:: Requirement ::
Format the stretch of the listing from the line containing "For each instance of the footpath" through the end of the listing as a numbered list, leaving out any blank lines.

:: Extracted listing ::
* START *
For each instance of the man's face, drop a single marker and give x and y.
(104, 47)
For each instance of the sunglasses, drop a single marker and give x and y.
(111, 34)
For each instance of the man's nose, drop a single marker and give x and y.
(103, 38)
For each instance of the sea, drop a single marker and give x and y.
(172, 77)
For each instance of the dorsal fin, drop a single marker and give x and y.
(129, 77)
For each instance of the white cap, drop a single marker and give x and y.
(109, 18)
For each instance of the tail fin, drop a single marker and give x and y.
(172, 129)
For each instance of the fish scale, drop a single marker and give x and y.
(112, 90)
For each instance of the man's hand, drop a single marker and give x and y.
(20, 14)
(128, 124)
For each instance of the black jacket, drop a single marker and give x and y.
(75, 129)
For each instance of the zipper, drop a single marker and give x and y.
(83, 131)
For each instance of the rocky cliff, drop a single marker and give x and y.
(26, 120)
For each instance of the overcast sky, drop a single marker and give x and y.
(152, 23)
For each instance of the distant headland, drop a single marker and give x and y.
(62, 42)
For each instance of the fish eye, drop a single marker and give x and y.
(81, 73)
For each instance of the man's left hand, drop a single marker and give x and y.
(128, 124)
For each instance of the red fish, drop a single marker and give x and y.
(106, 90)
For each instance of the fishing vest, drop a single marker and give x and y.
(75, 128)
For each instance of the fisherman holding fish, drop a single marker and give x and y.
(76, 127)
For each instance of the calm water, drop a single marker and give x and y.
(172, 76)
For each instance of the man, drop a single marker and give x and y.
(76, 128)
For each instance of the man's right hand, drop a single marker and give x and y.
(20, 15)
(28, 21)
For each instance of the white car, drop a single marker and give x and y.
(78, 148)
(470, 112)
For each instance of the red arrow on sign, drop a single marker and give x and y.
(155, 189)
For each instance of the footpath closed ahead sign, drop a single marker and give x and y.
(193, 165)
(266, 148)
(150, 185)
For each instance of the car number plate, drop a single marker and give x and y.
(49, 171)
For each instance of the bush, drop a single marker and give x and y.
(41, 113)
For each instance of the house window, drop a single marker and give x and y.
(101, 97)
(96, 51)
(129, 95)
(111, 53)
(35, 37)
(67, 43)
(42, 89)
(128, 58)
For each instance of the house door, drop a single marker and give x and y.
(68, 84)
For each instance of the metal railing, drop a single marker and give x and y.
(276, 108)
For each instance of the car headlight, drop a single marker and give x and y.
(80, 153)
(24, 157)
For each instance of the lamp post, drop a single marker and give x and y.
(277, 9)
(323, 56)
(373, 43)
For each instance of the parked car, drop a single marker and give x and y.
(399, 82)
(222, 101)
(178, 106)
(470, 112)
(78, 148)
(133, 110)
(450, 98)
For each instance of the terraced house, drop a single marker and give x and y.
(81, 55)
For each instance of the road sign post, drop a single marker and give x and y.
* END *
:: Answer to this task ::
1. For each instance of the footpath closed ahead sign, drop a single marker and give x and y.
2. (193, 165)
3. (266, 148)
4. (150, 185)
5. For each instance of the car number plate, drop a single marker and give x and y.
6. (49, 171)
7. For each instance of the bush, drop a single marker and give x and y.
8. (41, 113)
9. For each instance of the house window, drop a single marker and give x and y.
10. (101, 97)
11. (96, 51)
12. (129, 95)
13. (111, 53)
14. (35, 37)
15. (67, 43)
16. (42, 89)
17. (128, 58)
18. For each instance of the house door, drop a single marker and give x and y.
19. (68, 84)
20. For each instance of the metal railing, drop a single marker and give x and y.
21. (276, 108)
22. For each instance of the car headlight, drop a single marker and give x and y.
23. (80, 153)
24. (24, 157)
25. For each instance of the lamp post, drop a single marker and give x and y.
26. (277, 9)
27. (323, 56)
28. (373, 43)
29. For each instance of the parked car, drop a single marker and give x and y.
30. (399, 82)
31. (222, 101)
32. (178, 106)
33. (470, 112)
34. (78, 148)
35. (133, 110)
36. (450, 98)
37. For each instance of the terraced house, drop a single marker and give x and y.
38. (81, 55)
39. For each instance of the road sign post, drop a single marker and give x and y.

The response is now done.